Input rows:

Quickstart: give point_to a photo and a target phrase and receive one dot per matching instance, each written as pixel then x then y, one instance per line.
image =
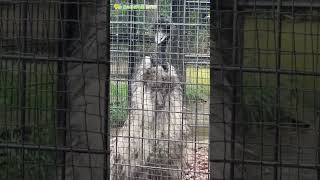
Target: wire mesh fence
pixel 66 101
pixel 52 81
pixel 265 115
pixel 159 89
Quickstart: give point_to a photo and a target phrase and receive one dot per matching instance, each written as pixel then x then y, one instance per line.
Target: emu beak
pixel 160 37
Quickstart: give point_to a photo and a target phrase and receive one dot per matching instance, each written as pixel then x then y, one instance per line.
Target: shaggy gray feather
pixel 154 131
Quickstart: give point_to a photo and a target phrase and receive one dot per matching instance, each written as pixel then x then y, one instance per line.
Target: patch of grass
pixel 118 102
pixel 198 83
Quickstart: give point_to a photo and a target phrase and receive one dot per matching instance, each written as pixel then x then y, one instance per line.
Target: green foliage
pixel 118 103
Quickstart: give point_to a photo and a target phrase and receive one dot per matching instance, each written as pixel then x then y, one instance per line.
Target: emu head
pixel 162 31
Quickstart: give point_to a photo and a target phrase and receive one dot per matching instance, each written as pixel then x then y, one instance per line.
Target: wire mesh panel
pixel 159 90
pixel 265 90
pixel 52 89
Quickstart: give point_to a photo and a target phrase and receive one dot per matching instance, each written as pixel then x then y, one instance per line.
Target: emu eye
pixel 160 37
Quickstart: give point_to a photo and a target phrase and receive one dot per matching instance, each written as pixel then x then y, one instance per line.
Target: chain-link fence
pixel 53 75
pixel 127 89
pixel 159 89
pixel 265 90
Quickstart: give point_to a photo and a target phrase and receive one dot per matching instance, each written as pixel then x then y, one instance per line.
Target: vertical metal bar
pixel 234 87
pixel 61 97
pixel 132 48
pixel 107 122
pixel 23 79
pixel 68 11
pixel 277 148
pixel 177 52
* * *
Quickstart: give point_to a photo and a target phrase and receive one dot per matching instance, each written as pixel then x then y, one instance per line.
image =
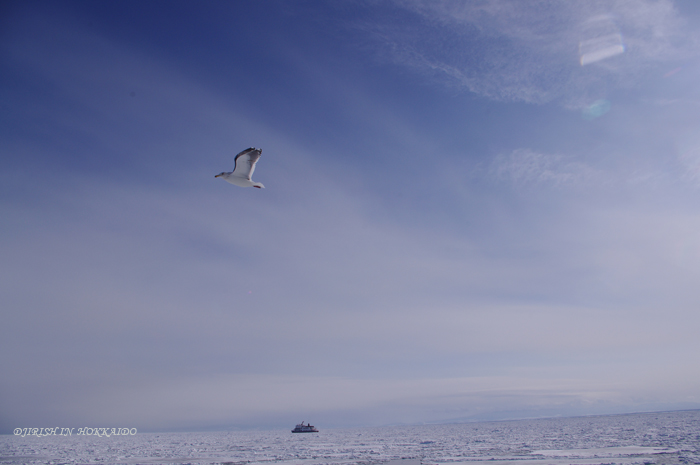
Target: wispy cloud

Requirement: List every line from the records above that contains the string "mesh". Case counts.

Response to the task:
Target: wire mesh fence
Target: wire mesh panel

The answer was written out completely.